(Referring expression pointing data)

========================================

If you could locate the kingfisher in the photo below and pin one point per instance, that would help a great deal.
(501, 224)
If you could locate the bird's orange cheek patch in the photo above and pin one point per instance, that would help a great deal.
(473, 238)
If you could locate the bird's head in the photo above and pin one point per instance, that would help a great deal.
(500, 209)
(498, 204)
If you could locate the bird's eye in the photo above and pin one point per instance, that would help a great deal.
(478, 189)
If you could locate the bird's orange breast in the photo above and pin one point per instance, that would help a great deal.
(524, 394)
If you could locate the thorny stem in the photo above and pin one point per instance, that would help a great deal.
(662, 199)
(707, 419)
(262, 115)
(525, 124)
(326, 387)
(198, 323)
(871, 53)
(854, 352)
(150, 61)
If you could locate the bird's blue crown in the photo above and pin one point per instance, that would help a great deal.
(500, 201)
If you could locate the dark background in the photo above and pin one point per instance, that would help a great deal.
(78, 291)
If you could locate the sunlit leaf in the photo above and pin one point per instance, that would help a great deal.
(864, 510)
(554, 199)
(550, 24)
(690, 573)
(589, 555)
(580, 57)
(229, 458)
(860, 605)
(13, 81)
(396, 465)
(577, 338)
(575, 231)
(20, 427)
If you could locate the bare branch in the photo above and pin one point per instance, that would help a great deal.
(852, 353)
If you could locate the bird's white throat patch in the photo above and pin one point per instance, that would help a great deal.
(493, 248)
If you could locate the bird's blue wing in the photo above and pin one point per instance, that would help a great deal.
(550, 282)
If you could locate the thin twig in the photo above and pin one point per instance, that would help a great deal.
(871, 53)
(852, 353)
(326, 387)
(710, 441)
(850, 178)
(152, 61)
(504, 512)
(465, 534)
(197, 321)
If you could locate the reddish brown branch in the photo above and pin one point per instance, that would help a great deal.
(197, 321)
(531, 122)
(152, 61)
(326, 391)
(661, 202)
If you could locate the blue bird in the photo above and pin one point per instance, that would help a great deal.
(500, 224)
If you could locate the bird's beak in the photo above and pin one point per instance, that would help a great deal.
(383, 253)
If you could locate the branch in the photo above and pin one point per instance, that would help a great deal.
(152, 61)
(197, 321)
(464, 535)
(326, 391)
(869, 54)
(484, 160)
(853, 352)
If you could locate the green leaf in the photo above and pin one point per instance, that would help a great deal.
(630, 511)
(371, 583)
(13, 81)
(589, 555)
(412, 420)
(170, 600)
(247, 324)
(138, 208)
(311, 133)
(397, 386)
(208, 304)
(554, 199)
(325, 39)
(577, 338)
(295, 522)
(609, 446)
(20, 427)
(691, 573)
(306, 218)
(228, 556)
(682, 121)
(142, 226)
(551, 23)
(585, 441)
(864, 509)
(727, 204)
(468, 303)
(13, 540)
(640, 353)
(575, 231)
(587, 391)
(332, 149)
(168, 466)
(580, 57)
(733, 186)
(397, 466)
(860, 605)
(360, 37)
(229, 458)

========================================

(EXERCISE DESCRIPTION) What is wanted is an exact copy of the data.

(EXPECTED OUTPUT)
If you could locate the kingfisher in the photo below and pin one point per instance, that would help a great deal.
(501, 224)
If you could locate the bird's orange cheek patch in the photo above and pin one point per instance, that would help a great deal.
(473, 238)
If you could locate the bird's head in the photo above and pin one point per instance, that would help a great deal.
(500, 209)
(498, 204)
If you could locate the bird's eye in the photo above and pin one point per instance, that would help a great deal.
(478, 189)
If you could locate the bird's orange breast in the photo above and pin one point per instance, that would help a great deal.
(524, 394)
If you could locate the thorny stem in the photo above and pin one point per instance, that would help a great deal.
(662, 199)
(707, 419)
(262, 115)
(525, 124)
(326, 387)
(198, 323)
(871, 53)
(854, 352)
(150, 61)
If you could locate the bird's blue crown in the photo above and pin one point per instance, that would help a great deal.
(500, 201)
If you could locate the dark background in the photo above and pin one point per instance, that would help a great deal.
(78, 291)
If you could locate the sunlit leaf in the photo above and pin one point per instance, that would help a great deal.
(864, 510)
(554, 199)
(550, 24)
(690, 573)
(589, 555)
(580, 57)
(229, 458)
(860, 605)
(13, 81)
(396, 465)
(577, 338)
(575, 231)
(20, 427)
If you could locate the bare branch in the photo above and pin one point per instance, that would help a great deal.
(852, 353)
If you could locate the bird's white throat patch in the photo above and pin one point per instance, that would help a great deal.
(493, 248)
If you could locate the bird's blue wing in the photo above and pin one point per instance, that would help a great deal.
(550, 282)
If you could locate the thin twig in the photo above and pin one point per instance, that would help a great deal.
(871, 53)
(852, 353)
(326, 387)
(710, 441)
(850, 178)
(152, 61)
(504, 512)
(465, 534)
(197, 321)
If you could locate the reddish brown branch in the photo above and pin one point per instance, that would help a great deal.
(197, 321)
(531, 122)
(152, 61)
(326, 391)
(661, 202)
If you could locate the blue bird in the photo above and pin one point per instance, that would help a great deal.
(500, 224)
If you could locate the bird's beak in the photo above and pin one point per instance, that would help a great deal.
(383, 253)
If you could locate the branch in the photo above and pin one point per instance, that would help a great deal.
(152, 61)
(197, 321)
(464, 535)
(326, 391)
(869, 54)
(484, 160)
(853, 352)
If you could locate the green leaf in the photo above and pin one point per instance, that would help a great deal.
(630, 511)
(371, 583)
(13, 81)
(589, 555)
(412, 420)
(170, 600)
(247, 324)
(138, 208)
(311, 133)
(397, 386)
(208, 304)
(554, 199)
(325, 39)
(577, 338)
(295, 522)
(609, 446)
(20, 427)
(691, 573)
(306, 218)
(228, 556)
(682, 121)
(142, 226)
(551, 23)
(585, 441)
(864, 509)
(727, 204)
(468, 303)
(13, 540)
(640, 353)
(575, 231)
(587, 391)
(332, 149)
(168, 466)
(580, 57)
(733, 186)
(397, 466)
(860, 605)
(360, 37)
(229, 458)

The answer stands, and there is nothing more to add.